Please restate the following records word for word.

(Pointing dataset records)

● ● ● ● ● ● ●

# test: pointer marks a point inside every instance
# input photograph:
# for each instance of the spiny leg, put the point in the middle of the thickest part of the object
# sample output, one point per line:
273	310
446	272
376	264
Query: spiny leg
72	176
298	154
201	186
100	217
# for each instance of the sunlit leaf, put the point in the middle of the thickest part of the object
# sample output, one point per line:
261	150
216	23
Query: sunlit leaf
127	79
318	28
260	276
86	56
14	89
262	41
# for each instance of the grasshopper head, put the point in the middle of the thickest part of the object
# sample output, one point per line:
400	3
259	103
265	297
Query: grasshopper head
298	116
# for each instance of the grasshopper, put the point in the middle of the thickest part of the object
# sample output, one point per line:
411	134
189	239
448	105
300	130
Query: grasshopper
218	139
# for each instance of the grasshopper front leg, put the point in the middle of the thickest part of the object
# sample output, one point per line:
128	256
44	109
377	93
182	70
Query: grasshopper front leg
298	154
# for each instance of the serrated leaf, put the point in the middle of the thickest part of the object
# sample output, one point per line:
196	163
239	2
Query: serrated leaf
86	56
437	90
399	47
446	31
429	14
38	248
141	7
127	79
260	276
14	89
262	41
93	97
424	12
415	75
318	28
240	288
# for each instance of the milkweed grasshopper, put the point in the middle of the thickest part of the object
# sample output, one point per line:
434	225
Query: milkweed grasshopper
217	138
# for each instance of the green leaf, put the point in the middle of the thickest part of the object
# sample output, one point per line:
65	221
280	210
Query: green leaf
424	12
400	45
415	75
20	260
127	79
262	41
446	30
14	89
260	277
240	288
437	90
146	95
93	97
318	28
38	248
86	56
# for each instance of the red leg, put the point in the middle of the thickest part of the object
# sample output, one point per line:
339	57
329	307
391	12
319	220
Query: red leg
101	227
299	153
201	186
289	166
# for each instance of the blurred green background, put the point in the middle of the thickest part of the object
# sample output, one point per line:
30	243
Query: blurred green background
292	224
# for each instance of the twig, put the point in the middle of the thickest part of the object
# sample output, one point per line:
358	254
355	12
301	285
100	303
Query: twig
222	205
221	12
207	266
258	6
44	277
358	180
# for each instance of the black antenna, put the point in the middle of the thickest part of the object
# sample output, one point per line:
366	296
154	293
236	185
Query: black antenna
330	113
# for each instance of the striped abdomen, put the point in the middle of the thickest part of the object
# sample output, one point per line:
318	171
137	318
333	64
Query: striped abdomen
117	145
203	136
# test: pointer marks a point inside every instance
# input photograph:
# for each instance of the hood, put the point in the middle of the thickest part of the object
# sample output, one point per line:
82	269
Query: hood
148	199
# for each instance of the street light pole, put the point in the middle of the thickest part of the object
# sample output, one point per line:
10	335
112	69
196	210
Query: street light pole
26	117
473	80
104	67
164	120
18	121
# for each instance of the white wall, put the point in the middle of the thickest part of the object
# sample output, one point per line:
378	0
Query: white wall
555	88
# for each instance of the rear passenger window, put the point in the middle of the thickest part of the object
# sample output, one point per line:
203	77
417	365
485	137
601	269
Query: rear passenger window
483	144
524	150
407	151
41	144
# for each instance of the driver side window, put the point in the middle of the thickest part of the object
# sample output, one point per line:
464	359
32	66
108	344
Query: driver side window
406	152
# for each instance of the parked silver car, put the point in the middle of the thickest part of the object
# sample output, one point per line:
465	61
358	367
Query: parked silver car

● ● ● ● ● ● ●

## WORKED ANSWER
# test: pointer marks a point inside every instance
# input photograph:
# for each instance of the spiny leg, put the point in the middle of the thickest part of the object
# sample output, one point per line:
273	310
446	272
376	264
Query: spiny leg
72	176
298	154
201	186
100	217
# for each instance of the sunlit leaf, put the point in the middle of the thickest part of the object
# sample output, one point per line:
261	150
216	23
Query: sunlit leaf
127	79
318	28
260	276
86	56
14	89
262	41
# for each instance of the grasshopper head, put the point in the middle of the thickest part of the object
# sample output, one point per line:
400	3
259	103
265	297
Query: grasshopper head
298	116
# for each instance of the grasshopper, put the point in the middle of the thickest part of the object
# sample output, one point per line:
411	134
189	239
448	105
300	130
Query: grasshopper
218	139
# for each instance of the grasshopper front leg, put the point in the middle of the thickest part of the object
# sample output, one point per line:
128	256
44	109
377	93
182	70
Query: grasshopper front leg
298	154
# for each instance of the serrated leaf, put the point in the middle of the thickest part of the object
# sample output, one point per line:
196	163
239	2
Query: serrated leaf
86	56
437	90
399	47
446	31
429	14
38	248
141	7
127	79
260	276
14	89
262	41
93	97
424	12
415	75
318	28
240	288
# for each instance of the milkweed grasshopper, put the point in the middle of the thickest part of the object
# sample output, one point per line:
434	225
Query: milkweed grasshopper
217	138
# for each instance of the green leaf, put the point in the middle of the thickest part of the object
# sample output, one point per line:
65	221
280	210
Query: green leaf
424	12
400	45
415	75
20	260
127	79
262	41
446	30
14	89
260	277
240	288
437	90
146	95
93	97
318	28
38	248
86	56
# for each instance of the red leg, put the point in the middle of the thickest part of the object
# sample output, one point per line:
339	57
329	307
391	12
319	220
Query: red leg
101	227
299	153
201	186
289	166
# for each instance of the blurred green background, put the point in the middle of the thickest part of the object
# sample output, one point per line:
30	243
Query: blurred green background
292	224
# for each instance of the twig, put the point in the middle of the thickest part of the object
# sample output, one point per line:
358	254
355	12
301	285
100	303
Query: twig
222	205
221	12
207	266
258	6
44	277
358	180
# for each instance of the black antenna, put the point in the middle of the thickest part of the object
# sample output, one point per line:
366	296
154	293
236	185
Query: black antenna
330	113
# for each instance of the striped abdomen, put the point in the middle of the thickest part of the object
# sample output, one point per line:
318	171
137	318
333	64
Query: striped abdomen
117	145
203	136
# test: pointer marks a point inside every instance
# input photograph:
# for each instance of the hood, put the point in the middle of the thickest part of the object
# sample output, one point per line:
82	269
Query: hood
148	199
# for each instance of the street light pole, put the point in the middle of the thickest part of the object
# sample output, one point per line:
10	335
112	69
196	210
Query: street light pole
26	117
473	80
104	67
164	120
18	121
# for each instance of the white wall, put the point in the middle of the thickest part of the object
# sample output, one point per line:
378	0
Query: white wall
555	88
# for each instance of the rear passenger window, put the point in the middle of the thickest part of the object
# sample output, one point per line:
203	77
417	365
485	137
601	269
Query: rear passenger window
483	144
524	150
407	151
41	144
# for each instance of the driver side window, put the point in the middle of the thickest part of the object
# sample output, one point per line:
464	359
32	66
108	344
Query: driver side window
406	152
# for each instance of the parked silver car, put the point in the middle of the thickest part of the object
# sample output, one point per line:
465	61
358	367
Query: parked silver car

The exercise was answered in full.